─── Supplied data
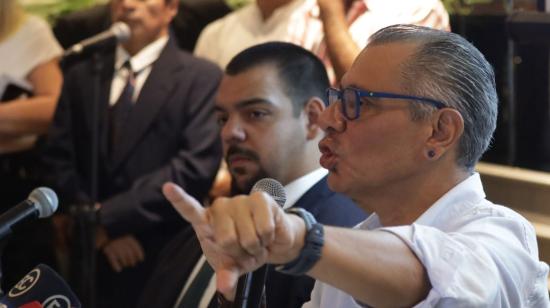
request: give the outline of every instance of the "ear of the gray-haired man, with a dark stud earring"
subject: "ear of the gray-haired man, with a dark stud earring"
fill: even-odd
[[[445,152],[455,148],[463,133],[464,119],[458,110],[438,110],[432,118],[432,135],[426,143],[424,155],[428,159],[438,159]]]

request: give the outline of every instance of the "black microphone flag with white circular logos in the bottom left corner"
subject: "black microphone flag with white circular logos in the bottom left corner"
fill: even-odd
[[[21,307],[39,302],[42,307],[79,308],[80,301],[67,283],[44,264],[32,269],[0,299],[0,307]],[[36,305],[34,305],[36,307]]]

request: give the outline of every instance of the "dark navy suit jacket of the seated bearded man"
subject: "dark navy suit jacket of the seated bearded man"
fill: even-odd
[[[308,190],[294,206],[307,209],[325,225],[351,227],[366,217],[366,213],[350,199],[330,191],[326,177]],[[201,254],[193,229],[188,227],[180,232],[160,254],[138,307],[173,307]],[[310,277],[290,276],[270,269],[266,279],[267,307],[301,307],[309,300],[313,284],[314,280]],[[215,304],[216,300],[210,306],[215,307]]]

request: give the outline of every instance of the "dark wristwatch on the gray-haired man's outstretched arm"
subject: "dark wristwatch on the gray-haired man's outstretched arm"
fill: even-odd
[[[321,250],[325,243],[323,225],[315,220],[313,215],[299,207],[291,207],[286,213],[298,215],[306,224],[306,238],[304,247],[298,257],[287,264],[277,266],[275,269],[281,273],[290,275],[303,275],[307,273],[321,258]]]

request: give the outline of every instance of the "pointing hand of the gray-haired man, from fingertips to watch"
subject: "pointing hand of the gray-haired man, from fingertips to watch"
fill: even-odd
[[[192,224],[203,253],[216,271],[217,288],[228,299],[233,299],[241,274],[266,263],[287,263],[299,255],[304,222],[285,214],[267,193],[218,198],[203,208],[175,184],[165,184],[163,192]]]

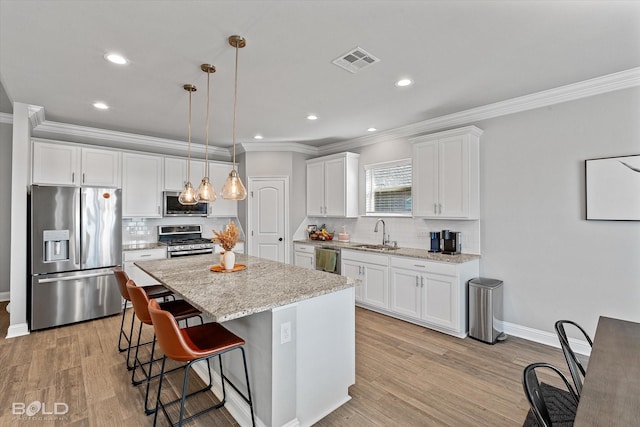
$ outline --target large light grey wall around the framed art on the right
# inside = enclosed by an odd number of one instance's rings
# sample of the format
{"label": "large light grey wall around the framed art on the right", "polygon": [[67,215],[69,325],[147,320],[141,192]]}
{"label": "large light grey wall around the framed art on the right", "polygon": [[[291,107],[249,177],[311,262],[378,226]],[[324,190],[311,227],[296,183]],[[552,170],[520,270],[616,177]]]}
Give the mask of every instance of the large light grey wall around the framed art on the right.
{"label": "large light grey wall around the framed art on the right", "polygon": [[640,321],[640,223],[586,221],[584,160],[640,154],[640,89],[477,123],[482,274],[504,280],[507,322]]}

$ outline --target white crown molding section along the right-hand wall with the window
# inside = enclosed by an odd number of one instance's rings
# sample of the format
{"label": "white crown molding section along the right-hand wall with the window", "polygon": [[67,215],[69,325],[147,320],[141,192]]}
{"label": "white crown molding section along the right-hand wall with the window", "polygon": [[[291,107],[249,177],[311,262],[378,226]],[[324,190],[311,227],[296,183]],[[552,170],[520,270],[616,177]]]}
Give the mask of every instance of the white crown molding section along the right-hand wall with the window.
{"label": "white crown molding section along the right-hand wall with the window", "polygon": [[547,107],[589,96],[640,86],[640,67],[424,120],[388,131],[323,146],[321,154],[351,150],[390,139],[406,138],[481,120]]}

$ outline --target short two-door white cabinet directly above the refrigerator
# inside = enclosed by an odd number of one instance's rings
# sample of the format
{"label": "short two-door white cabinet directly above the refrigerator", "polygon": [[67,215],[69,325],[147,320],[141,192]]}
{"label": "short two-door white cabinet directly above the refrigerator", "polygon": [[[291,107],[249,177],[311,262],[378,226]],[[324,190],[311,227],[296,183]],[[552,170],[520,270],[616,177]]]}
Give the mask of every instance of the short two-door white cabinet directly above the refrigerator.
{"label": "short two-door white cabinet directly above the refrigerator", "polygon": [[33,184],[121,187],[120,152],[33,142]]}

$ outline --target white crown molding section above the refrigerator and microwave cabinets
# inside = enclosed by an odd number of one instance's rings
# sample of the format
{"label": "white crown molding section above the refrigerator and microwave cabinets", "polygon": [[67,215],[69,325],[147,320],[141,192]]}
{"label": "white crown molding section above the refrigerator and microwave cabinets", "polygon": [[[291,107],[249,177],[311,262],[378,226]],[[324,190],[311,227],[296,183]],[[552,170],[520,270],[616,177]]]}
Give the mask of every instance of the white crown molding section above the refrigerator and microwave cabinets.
──────
_Prompt_:
Print the records above again exactly. Leave out the images.

_Final answer_:
request: give the outline of every instance of the "ear of the gray-haired man, with a dark stud earring"
subject: "ear of the gray-haired man, with a dark stud earring"
fill: even-odd
[[[445,152],[455,148],[463,133],[464,119],[458,110],[438,110],[432,118],[432,135],[426,143],[424,155],[428,159],[438,159]]]

request: give the outline of every instance of the "black microphone flag with white circular logos in the bottom left corner"
subject: "black microphone flag with white circular logos in the bottom left corner"
fill: even-odd
[[[21,307],[39,302],[42,307],[79,308],[80,301],[67,283],[44,264],[32,269],[0,299],[0,307]],[[36,305],[34,305],[36,307]]]

request: give the outline of every instance of the "dark navy suit jacket of the seated bearded man"
subject: "dark navy suit jacket of the seated bearded man"
fill: even-odd
[[[308,190],[294,206],[307,209],[325,225],[351,227],[366,217],[366,213],[350,199],[330,191],[326,177]],[[201,254],[193,229],[188,227],[180,232],[160,254],[138,307],[173,307]],[[310,277],[290,276],[270,269],[266,279],[267,307],[301,307],[309,300],[313,284],[314,280]],[[215,304],[216,300],[210,306],[215,307]]]

request: give the outline of every instance of the "dark wristwatch on the gray-haired man's outstretched arm"
subject: "dark wristwatch on the gray-haired man's outstretched arm"
fill: even-odd
[[[321,250],[325,243],[323,225],[315,220],[313,215],[299,207],[291,207],[286,213],[298,215],[306,224],[306,238],[304,247],[298,257],[287,264],[277,266],[275,269],[281,273],[290,275],[303,275],[307,273],[321,258]]]

request: give the outline of every instance of the "pointing hand of the gray-haired man, from fingertips to watch"
subject: "pointing hand of the gray-haired man, from fingertips to watch"
fill: even-odd
[[[192,224],[203,253],[216,271],[217,288],[228,299],[233,299],[241,274],[266,263],[287,263],[299,255],[304,222],[285,214],[267,193],[218,198],[203,208],[175,184],[165,184],[163,192]]]

$ outline --target large light grey wall around the framed art on the right
# inside = enclosed by an odd number of one instance's rings
# sample of the format
{"label": "large light grey wall around the framed art on the right", "polygon": [[67,215],[69,325],[147,320],[141,192]]}
{"label": "large light grey wall around the framed art on the right", "polygon": [[[291,107],[249,177],[311,262],[378,226]],[[324,190],[311,227],[296,183]],[[552,170],[520,270],[616,177]]]}
Give the mask of every instance of the large light grey wall around the framed art on the right.
{"label": "large light grey wall around the framed art on the right", "polygon": [[640,321],[640,223],[586,221],[584,160],[640,154],[640,89],[477,123],[482,274],[504,280],[507,322]]}

$ outline --target white crown molding section along the right-hand wall with the window
# inside = enclosed by an odd number of one instance's rings
# sample of the format
{"label": "white crown molding section along the right-hand wall with the window", "polygon": [[67,215],[69,325],[147,320],[141,192]]}
{"label": "white crown molding section along the right-hand wall with the window", "polygon": [[[291,107],[249,177],[311,262],[378,226]],[[324,190],[311,227],[296,183]],[[552,170],[520,270],[616,177]]]}
Give the mask of every instance of the white crown molding section along the right-hand wall with the window.
{"label": "white crown molding section along the right-hand wall with the window", "polygon": [[547,107],[589,96],[640,86],[640,67],[424,120],[388,131],[323,146],[321,154],[351,150],[390,139],[406,138],[481,120]]}

$ outline --target short two-door white cabinet directly above the refrigerator
# inside = enclosed by an odd number of one instance's rings
# sample of the format
{"label": "short two-door white cabinet directly above the refrigerator", "polygon": [[67,215],[69,325],[147,320],[141,192]]}
{"label": "short two-door white cabinet directly above the refrigerator", "polygon": [[[291,107],[249,177],[311,262],[378,226]],[[324,190],[311,227],[296,183]],[[552,170],[520,270],[616,177]]]}
Give the mask of every instance of the short two-door white cabinet directly above the refrigerator.
{"label": "short two-door white cabinet directly above the refrigerator", "polygon": [[33,184],[121,187],[120,152],[33,142]]}

$ outline --target white crown molding section above the refrigerator and microwave cabinets
# inside = enclosed by an odd number of one instance's rings
# sample of the format
{"label": "white crown molding section above the refrigerator and microwave cabinets", "polygon": [[67,215],[69,325],[147,320],[141,192]]}
{"label": "white crown molding section above the refrigerator and microwave cabinets", "polygon": [[[291,107],[249,177],[311,262],[378,226]],[[324,190],[311,227],[296,183]],[[552,170],[520,270],[616,177]]]}
Give the mask of every instance of the white crown molding section above the refrigerator and microwave cabinets.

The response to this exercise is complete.